■ **PROBLEM DETAILS**
From the records below, print exactly the lines starting at the one containing "TARGET: blurred background" and ending at the one containing "TARGET: finger", ends included, and nothing else.

■ **SOURCE MATERIAL**
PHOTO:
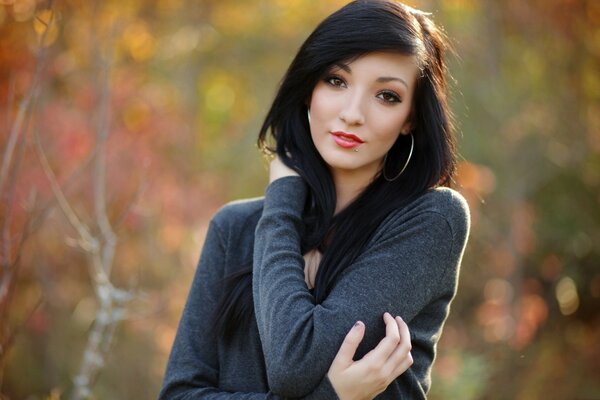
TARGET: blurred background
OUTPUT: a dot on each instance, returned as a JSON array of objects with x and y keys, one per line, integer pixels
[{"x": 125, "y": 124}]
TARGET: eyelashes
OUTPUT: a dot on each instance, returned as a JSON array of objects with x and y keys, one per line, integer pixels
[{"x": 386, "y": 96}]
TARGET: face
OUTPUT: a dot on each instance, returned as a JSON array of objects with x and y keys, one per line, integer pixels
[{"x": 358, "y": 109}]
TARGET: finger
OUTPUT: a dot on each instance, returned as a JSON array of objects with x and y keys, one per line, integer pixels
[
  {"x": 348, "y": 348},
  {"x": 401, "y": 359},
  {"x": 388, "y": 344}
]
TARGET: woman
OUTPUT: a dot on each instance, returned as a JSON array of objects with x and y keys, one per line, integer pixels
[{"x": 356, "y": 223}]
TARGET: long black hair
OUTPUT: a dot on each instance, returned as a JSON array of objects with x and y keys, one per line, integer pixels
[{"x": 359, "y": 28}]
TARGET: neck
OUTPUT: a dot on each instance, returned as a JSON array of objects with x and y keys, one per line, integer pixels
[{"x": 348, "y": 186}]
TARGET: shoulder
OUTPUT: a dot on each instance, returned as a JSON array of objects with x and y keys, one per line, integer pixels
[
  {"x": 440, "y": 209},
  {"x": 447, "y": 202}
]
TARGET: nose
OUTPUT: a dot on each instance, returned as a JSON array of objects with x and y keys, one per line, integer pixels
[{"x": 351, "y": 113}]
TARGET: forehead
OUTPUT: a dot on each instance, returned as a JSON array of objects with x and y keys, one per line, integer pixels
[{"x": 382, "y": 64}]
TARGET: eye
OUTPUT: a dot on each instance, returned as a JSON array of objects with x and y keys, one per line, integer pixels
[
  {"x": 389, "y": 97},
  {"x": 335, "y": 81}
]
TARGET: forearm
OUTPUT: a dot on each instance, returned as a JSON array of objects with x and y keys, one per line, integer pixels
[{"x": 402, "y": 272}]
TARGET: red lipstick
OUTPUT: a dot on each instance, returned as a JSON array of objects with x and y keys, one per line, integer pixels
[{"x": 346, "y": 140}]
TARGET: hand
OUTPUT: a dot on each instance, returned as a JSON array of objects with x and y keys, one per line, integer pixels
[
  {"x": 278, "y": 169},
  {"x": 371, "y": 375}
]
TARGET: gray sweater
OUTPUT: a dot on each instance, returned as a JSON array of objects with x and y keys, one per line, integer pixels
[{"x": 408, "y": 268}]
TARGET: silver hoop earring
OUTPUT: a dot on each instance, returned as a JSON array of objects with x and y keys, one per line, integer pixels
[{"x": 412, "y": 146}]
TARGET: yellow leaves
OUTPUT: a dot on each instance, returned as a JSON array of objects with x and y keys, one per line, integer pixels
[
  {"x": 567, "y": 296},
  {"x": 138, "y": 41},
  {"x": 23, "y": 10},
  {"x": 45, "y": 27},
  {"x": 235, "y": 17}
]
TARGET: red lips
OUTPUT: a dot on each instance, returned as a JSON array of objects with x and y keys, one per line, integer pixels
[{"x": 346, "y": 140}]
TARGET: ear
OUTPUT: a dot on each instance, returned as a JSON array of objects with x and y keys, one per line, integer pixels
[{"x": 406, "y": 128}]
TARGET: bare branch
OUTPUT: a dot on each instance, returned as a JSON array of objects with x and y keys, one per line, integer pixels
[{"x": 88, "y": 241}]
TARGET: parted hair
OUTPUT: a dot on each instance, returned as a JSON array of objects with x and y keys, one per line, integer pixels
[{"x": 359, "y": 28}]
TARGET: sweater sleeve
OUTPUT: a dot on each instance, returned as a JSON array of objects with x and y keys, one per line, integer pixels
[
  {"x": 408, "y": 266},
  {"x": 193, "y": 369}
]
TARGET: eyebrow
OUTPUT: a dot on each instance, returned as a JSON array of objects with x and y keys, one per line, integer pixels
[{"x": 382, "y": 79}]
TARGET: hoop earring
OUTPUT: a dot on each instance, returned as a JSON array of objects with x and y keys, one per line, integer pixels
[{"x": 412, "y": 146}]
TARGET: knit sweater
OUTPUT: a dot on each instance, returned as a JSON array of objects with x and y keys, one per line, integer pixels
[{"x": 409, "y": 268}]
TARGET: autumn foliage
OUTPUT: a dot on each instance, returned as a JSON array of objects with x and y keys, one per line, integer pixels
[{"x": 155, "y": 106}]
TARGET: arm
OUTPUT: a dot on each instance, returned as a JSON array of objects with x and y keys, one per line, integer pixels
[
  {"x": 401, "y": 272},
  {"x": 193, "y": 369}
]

==

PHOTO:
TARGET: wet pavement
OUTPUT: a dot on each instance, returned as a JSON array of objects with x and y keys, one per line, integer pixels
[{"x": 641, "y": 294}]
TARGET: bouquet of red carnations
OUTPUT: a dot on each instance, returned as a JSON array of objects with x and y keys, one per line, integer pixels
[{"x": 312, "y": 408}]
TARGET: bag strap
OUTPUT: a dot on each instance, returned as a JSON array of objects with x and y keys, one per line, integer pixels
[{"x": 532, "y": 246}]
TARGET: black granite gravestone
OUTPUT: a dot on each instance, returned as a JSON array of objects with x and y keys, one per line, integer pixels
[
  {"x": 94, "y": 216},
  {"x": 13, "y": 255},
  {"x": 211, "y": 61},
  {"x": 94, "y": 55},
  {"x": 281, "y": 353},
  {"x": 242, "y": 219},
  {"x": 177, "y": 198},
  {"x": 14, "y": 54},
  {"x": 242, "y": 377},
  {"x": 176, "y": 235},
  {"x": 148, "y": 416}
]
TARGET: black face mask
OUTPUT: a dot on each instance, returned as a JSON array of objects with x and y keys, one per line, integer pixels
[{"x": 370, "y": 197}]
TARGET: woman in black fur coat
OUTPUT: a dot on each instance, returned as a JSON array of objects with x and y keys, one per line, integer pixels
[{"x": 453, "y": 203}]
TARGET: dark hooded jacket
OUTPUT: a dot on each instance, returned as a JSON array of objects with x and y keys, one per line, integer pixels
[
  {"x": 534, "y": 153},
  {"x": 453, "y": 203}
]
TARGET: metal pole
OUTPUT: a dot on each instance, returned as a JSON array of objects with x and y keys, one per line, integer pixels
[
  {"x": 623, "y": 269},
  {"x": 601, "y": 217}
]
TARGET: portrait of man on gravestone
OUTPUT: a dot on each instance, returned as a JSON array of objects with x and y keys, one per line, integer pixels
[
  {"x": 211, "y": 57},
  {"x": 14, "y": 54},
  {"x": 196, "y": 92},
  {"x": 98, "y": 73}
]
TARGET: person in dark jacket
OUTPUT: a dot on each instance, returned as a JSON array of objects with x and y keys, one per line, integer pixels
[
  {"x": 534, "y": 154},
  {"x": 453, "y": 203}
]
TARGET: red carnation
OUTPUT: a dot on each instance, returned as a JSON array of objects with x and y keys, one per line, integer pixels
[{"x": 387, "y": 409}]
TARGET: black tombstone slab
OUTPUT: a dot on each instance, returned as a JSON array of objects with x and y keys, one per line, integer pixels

■ **OUTPUT**
TARGET: blurred background
OUTPUT: a dot on each instance, returned as a JSON array of objects with x and y keys, one per line, integer pixels
[{"x": 125, "y": 124}]
TARGET: eyelashes
OUTPUT: a dot on each instance, returned as a JSON array of objects with x and y keys, one per line, integer pixels
[{"x": 386, "y": 96}]
TARGET: face
OUTPUT: a dot on each instance, returned as a JSON array of objects with x and y keys, one per line, integer pixels
[{"x": 358, "y": 109}]
TARGET: finger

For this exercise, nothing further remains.